▶ _ABOUT THIS EXERCISE_: Rewrite the medical simulation article starting with "Medicine has traditionally" and going on through "a critical situation.", substituting "overseeing" for "supervising".

▶ _EXCERPT PROVIDED_:
★ ★ ★ ★ ★ ★ ★
Shifting the learning curve

BMJ 2010; 341 doi: (Published 02 December 2010) Cite this as: BMJ 2010;341:c6260
  1. Toby Reynolds, FY2 doctor,
  2. Ming-Li Kong, specialist registrar in anaesthesia and intensive care medicine
  1. 1Royal London Hospital, London, UK
  1. Correspondence to: T Reynolds toby.reynolds{at}

How far can medical simulation replace clinical experience? Toby Reynolds and Ming-Li Kong report

Medicine has traditionally approached the problem of the learning curve by supervising trainees’ first attempts at new tasks and otherwise relying on them to call for help when they feel overwhelmed. But a growing movement within medical education argues that a better approach is to practise new skills in a realistic simulated environment before they are needed in a critical situation.

“The huge benefit of simulation is that it shifts the steep and dangerous part of the learning curve away from patients,” says Ian Curran, consultant anaesthetist and clinical director of the Simulation Technology-enhanced Learning Initiative (STeLI), a workforce development project funded by the UK National Health Service’s London Deanery.

“There always has to be a first time with a real patient so we must do all we can to ensure that these early encounters with real patients are as safe as possible.”
★ ★ ★ ★ ★ ★ ★
[Referring expression data]
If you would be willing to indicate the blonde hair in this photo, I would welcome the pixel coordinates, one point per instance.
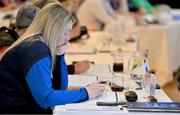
(41, 3)
(50, 23)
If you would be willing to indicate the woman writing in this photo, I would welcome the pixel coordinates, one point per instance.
(29, 65)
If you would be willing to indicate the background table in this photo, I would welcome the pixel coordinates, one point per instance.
(163, 43)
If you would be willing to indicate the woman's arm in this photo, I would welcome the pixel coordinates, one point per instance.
(39, 81)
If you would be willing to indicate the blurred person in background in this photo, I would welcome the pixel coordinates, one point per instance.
(94, 14)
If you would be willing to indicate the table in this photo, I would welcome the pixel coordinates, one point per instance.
(89, 107)
(163, 43)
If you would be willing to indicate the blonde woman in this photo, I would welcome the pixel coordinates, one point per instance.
(29, 65)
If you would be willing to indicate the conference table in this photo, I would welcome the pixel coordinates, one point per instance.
(163, 43)
(102, 67)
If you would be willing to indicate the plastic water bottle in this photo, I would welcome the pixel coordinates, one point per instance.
(153, 85)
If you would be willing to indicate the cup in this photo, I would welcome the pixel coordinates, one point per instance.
(117, 83)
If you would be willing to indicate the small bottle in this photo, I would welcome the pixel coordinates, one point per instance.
(153, 85)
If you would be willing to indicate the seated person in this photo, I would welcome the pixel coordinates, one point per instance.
(26, 85)
(6, 5)
(24, 18)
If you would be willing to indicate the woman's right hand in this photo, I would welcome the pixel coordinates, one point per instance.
(95, 89)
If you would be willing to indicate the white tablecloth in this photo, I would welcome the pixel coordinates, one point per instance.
★ ★ ★ ★ ★ ★ ★
▶ _PROBLEM SOLUTION_:
Medicine has traditionally approached the problem of the learning curve by overseeing trainees’ first attempts at new tasks and otherwise relying on them to call for help when they feel overwhelmed. But a growing movement within medical education argues that a better approach is to practise new skills in a realistic simulated environment before they are needed in a critical situation.